Year 7, day 1 without flying, seeing our cultural and individual addictions

March 23, 2022 by Joshua
in Freedom, Habits, Nature

On March 22, 2016 my flight from Paris landed in New York. Before embarking on that trip, I had started to second guess how I had weighed my values to conclude flying was overall good. Today marks the first day of my seventh year without flying. I’ve traveled and seen more of the world and its people more in this time than when I flew.

I grew up flying. My American parents met in India, where we lived a year of my childhood. Many close family members lived flying distance away, a trend that increased as more family members moved farther away. As a history professor who studied mostly India, my father’s livelihood and identity relied on flying. My older sister lived years in Israel and Japan. My younger sister joined the Peace Corps in Africa. They didn’t sail there. My mom and stepfather bought year-long tickets to fly around the world. I lived a year in Paris, then in Shanghai. I don’t think I knew anyone who didn’t fly.

Amid all this flying, I heard no one seriously consider the problems from flying. If anything, people vaguely sensed the exhaust might warm the globe, but the magnitude must have been smaller than what they perceived as the obvious benefits of spreading culture and connectivity. I don’t remember anyone considering people or wildlife displaced to access the oil, noise pollution, military defense of supply chains, and the like as remotely comparable in size of problem to the magnitude of the benefits they took for granted. The benefits, I understood, weren’t just to them, but to the world: “the world benefits from my flying,” everyone believed, it seems. That they personally got to see the Great Barrier Reef or rhinos on safari wasn’t the point. They’d share stories and pictures so everyone would benefit.

So the story went that the benefits were global and huge, the costs abstract and small. No brainer. End of story. Buy the tickets. Let’s go.

It became deeply moral too. As families dispersed, flying meant family. If there was any unalloyed good everyone from every culture agreed on over any wedge issue, it was family. Next would be jobs and producing for society, not being a free rider or parasite. Without flying, people felt, you couldn’t see family or hold down a job. To question flying provoked the response of depriving someone the right to see their parents or hold down a job. Before avoiding flying, I never heard anyone consider questioning it. When I started my year not flying, I saw visceral, moral responses to just questioning it.

Why the indignation?

I wrote recently in Do addicts get less of what they think they get more of? how people addicted to a substance or behavior think they get more of something actually get less. Gamblers feel like winners but are losing money. Heroin addicts think they get more euphoria while living in squalor. Sex addicts think they’re getting intimacy but have less.

crack pipe

People who fly more get the jolt of joy of seeing family because flying led them to live flying distance apart. People who feel flying gives them job opportunities became more dependent.

The longer I don’t fly, the more I see people addicted to flying. I don’t mean addicted as an analogy. I mean it as a behavior addiction like the ones recognized by the main authorities like gambling, video games, and sex can become.

Addicted people become indignant and moral because our voice inside us that tells us to keep doing it tells us it’s good to keep doing it and bad not to.
_ _ _
Repeat the passage of the essay on not flying above, from "I wrote recently" up to and including "became more dependent.".

== DATASET EXTRACT ==
_ _ _
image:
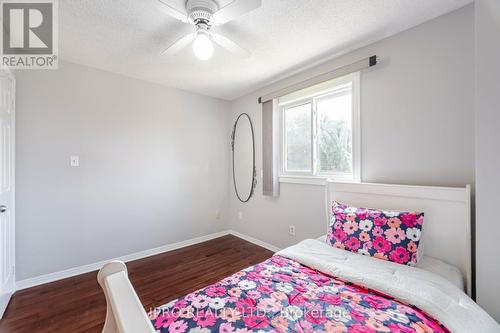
_ _ _
== TASK RESPONSE ==
I wrote recently in Do addicts get less of what they think they get more of? how people addicted to a substance or behavior think they get more of something actually get less. Gamblers feel like winners but are losing money. Heroin addicts think they get more euphoria while living in squalor. Sex addicts think they’re getting intimacy but have less.

crack pipe

People who fly more get the jolt of joy of seeing family because flying led them to live flying distance apart. People who feel flying gives them job opportunities became more dependent.